### Instructions for the task
Return, unchanged, the part of the material that opens with the line containing "Keypoint guideline: for each instance of the vineyard" and closes with the final line of the material, both ends included. Give only those lines.

### Dataset excerpts
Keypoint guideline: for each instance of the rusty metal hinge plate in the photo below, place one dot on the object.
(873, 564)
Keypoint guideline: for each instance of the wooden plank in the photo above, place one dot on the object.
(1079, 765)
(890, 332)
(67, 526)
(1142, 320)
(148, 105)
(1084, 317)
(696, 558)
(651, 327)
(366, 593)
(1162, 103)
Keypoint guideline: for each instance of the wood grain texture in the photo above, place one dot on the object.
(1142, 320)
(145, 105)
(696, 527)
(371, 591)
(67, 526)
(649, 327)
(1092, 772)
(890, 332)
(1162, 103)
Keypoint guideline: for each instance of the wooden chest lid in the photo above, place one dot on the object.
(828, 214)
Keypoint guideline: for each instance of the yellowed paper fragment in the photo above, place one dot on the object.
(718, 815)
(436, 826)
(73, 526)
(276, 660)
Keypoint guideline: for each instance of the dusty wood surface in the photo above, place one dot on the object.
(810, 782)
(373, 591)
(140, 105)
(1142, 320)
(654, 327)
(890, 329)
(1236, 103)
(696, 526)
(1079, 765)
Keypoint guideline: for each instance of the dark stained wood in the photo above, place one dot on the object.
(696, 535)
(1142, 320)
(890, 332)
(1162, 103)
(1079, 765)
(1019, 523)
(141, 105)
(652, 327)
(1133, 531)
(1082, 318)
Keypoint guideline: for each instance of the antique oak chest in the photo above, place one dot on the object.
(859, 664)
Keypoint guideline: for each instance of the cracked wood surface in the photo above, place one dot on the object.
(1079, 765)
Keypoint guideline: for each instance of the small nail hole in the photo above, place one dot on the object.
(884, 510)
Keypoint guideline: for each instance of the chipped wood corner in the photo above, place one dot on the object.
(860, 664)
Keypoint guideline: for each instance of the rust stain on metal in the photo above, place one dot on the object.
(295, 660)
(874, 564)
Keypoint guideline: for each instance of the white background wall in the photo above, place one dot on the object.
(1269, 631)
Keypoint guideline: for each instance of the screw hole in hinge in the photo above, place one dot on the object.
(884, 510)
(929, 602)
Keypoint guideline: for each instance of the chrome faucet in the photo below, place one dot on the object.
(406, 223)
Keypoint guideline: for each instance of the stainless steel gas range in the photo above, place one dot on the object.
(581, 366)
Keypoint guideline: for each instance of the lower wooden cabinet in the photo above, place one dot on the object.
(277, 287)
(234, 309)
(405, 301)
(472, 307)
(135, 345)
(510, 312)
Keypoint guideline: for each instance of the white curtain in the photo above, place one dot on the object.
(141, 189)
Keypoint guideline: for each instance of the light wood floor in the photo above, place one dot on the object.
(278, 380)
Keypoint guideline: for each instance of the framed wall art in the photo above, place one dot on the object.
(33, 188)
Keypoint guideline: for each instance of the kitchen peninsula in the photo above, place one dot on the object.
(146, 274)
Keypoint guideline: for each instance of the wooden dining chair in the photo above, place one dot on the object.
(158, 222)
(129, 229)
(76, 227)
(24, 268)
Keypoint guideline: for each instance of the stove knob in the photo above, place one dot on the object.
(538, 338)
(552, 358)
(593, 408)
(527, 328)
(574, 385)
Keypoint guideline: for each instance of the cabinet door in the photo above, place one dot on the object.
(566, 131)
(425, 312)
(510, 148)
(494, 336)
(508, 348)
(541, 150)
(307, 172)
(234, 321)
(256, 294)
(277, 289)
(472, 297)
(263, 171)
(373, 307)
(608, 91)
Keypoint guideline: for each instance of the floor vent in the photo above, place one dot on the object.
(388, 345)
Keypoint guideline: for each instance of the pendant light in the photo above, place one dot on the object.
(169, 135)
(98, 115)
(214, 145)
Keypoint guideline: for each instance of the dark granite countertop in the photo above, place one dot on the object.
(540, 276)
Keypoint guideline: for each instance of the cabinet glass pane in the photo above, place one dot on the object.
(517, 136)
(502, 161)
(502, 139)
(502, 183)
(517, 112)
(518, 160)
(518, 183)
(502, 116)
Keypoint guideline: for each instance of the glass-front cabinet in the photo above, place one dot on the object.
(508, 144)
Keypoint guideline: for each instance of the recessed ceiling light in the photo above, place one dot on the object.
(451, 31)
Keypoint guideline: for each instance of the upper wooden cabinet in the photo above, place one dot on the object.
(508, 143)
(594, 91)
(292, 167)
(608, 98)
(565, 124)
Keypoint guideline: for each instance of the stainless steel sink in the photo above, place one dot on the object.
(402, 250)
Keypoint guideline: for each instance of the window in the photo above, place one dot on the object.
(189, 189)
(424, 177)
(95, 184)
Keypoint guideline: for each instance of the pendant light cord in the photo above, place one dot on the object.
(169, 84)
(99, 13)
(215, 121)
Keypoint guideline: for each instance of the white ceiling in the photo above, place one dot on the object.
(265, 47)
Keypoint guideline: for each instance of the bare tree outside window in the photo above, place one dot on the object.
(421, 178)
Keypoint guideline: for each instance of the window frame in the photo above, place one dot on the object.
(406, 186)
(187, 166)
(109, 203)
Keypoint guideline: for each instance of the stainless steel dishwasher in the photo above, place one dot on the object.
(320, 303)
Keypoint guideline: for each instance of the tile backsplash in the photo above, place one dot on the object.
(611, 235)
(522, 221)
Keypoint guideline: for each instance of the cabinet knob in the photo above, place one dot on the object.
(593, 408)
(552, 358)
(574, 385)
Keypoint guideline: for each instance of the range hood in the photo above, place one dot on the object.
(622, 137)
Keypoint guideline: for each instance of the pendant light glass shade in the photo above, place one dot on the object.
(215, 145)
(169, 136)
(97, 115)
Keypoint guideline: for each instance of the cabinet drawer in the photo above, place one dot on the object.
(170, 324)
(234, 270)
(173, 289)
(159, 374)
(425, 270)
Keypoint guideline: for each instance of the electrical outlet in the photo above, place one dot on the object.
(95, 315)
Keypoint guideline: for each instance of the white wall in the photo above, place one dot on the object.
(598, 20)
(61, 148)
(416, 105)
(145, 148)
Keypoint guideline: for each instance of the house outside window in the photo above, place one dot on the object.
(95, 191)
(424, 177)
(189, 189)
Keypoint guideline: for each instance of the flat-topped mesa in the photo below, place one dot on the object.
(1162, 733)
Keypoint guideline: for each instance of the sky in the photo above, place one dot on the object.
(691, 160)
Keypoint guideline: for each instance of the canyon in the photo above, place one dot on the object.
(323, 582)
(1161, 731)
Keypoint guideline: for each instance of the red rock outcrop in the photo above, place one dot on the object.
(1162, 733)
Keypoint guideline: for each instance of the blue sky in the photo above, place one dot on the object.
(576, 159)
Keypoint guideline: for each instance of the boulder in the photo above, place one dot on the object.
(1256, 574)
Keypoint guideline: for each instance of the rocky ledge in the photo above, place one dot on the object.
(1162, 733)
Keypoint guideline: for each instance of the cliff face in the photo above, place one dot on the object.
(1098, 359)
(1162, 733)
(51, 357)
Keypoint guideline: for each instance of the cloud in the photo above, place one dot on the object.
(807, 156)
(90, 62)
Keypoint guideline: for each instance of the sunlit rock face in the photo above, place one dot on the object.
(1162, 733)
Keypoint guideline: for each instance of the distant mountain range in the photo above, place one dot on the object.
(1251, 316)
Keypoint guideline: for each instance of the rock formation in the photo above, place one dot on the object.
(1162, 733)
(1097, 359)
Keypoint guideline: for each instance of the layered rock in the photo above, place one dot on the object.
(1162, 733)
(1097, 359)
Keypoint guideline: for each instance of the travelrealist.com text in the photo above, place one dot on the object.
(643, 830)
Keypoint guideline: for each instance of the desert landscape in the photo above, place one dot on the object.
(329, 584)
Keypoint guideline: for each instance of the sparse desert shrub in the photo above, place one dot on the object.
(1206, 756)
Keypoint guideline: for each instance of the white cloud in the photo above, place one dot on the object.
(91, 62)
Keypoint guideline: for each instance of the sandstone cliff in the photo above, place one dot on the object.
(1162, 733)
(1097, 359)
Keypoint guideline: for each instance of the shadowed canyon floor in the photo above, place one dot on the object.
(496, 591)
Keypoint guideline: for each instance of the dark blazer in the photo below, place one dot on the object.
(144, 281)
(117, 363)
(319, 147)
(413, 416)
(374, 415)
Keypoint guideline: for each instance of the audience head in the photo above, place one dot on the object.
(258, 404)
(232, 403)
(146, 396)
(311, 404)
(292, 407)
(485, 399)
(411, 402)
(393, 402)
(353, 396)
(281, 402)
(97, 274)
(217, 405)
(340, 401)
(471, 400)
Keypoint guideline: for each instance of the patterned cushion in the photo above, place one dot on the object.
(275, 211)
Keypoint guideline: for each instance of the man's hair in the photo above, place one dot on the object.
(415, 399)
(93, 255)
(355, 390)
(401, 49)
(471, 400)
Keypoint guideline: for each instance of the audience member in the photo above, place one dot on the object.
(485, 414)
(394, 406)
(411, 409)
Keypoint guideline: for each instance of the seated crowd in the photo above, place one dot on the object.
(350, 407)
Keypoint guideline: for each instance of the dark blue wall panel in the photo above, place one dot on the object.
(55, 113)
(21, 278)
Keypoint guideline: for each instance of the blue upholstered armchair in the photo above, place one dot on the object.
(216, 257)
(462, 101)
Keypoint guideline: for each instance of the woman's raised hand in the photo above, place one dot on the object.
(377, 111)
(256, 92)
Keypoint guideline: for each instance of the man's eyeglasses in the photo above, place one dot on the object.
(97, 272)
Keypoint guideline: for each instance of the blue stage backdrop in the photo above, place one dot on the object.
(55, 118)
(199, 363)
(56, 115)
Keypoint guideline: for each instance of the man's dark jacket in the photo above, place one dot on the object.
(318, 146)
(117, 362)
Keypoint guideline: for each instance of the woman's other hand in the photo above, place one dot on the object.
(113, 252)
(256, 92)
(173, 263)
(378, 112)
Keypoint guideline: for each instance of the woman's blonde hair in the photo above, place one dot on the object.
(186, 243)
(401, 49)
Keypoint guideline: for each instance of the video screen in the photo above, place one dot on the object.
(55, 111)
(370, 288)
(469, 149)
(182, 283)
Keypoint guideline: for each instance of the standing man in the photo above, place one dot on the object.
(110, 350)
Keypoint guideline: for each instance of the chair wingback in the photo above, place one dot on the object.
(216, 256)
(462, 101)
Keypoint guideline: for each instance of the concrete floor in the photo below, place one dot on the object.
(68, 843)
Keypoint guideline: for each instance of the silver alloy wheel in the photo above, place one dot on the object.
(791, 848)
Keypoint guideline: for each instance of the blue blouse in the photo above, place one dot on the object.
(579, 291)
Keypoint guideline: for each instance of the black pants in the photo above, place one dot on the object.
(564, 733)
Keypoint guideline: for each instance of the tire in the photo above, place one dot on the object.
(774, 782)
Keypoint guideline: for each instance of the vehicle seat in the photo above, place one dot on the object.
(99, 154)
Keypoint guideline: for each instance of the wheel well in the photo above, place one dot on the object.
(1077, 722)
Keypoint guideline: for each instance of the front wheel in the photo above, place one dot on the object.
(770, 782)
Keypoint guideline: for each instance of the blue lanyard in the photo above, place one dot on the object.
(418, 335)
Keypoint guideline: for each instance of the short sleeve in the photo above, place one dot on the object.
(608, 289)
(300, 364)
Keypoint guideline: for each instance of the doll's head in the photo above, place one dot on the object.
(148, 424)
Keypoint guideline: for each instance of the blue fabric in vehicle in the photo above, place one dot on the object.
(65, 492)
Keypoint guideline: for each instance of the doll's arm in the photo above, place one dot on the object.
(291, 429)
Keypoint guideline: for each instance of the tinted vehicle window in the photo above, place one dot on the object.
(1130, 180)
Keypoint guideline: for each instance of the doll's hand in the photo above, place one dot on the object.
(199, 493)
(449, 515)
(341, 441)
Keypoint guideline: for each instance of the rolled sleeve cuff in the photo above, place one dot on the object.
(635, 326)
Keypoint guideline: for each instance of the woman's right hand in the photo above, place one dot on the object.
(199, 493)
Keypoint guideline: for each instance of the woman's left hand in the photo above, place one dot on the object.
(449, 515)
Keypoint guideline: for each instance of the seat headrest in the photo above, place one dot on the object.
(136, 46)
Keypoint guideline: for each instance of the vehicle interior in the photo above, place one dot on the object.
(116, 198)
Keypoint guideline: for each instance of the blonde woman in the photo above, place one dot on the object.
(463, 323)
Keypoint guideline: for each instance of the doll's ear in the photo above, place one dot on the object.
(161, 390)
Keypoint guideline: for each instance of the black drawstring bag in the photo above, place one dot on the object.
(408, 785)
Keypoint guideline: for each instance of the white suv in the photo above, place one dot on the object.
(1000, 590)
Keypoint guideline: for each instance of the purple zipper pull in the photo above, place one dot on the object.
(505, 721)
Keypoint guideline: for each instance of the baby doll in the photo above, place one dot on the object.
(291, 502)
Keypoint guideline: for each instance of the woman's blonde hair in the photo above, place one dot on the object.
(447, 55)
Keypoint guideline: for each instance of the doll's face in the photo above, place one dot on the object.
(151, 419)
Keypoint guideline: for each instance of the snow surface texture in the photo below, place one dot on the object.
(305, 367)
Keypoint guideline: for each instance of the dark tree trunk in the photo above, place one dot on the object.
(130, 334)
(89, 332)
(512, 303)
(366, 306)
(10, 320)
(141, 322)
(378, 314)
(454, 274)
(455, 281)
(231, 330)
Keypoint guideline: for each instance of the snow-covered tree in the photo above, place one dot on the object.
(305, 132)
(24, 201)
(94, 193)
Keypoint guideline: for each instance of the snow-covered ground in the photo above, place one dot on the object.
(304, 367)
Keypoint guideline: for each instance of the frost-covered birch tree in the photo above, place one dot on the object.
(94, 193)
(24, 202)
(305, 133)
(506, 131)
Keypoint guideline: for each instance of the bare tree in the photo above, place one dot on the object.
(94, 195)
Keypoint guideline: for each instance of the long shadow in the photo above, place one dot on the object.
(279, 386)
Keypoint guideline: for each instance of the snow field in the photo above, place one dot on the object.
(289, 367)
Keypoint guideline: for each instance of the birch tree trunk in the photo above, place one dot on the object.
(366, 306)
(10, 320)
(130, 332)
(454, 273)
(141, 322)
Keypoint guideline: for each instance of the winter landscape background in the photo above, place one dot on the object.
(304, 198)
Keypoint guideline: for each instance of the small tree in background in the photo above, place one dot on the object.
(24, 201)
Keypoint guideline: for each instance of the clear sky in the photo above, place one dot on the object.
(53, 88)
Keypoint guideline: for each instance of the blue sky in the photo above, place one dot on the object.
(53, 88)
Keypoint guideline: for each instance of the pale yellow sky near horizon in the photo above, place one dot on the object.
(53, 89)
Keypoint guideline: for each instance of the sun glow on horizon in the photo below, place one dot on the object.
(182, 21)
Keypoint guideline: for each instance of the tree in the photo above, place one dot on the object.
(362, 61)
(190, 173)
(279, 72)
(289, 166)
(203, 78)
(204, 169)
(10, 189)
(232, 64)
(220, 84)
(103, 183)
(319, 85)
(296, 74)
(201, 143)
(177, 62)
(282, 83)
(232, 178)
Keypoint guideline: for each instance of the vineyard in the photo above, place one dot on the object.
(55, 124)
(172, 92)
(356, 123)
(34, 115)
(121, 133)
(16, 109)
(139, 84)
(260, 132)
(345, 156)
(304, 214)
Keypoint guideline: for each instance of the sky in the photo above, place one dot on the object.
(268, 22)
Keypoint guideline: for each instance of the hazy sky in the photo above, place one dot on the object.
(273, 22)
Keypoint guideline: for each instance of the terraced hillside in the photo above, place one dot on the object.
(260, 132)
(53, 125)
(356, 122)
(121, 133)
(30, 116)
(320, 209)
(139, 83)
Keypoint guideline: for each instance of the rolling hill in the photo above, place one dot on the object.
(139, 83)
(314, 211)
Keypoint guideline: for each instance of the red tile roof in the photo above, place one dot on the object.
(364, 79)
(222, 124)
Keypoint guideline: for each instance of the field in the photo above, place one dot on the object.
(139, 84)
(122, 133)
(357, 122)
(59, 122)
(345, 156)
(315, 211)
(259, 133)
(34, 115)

### The answer
Keypoint guideline: for each instance of the vineyard in the photo above, place one dot on the object.
(55, 124)
(172, 92)
(356, 123)
(34, 115)
(121, 133)
(16, 109)
(139, 84)
(260, 132)
(345, 156)
(304, 214)
Keypoint guideline: for each instance of the sky in the photo above, place one dot on the object.
(268, 22)
Keypoint guideline: for each instance of the hazy sky in the photo above, place one dot on the object.
(273, 22)
Keypoint guideline: for each instance of the terraced hillside in the photo above, place one dot on the object.
(260, 132)
(53, 125)
(356, 122)
(121, 133)
(30, 116)
(320, 209)
(139, 83)
Keypoint guideline: for each instance of the rolling hill in the photo above, place one dot on the object.
(139, 83)
(314, 211)
Keypoint guideline: for each instance of the red tile roof in the photo above, place one dot on the object.
(364, 79)
(222, 124)
Keypoint guideline: for each instance of the field in the photo above, place one dot on the object.
(139, 84)
(122, 133)
(357, 122)
(59, 122)
(345, 156)
(315, 211)
(259, 133)
(34, 115)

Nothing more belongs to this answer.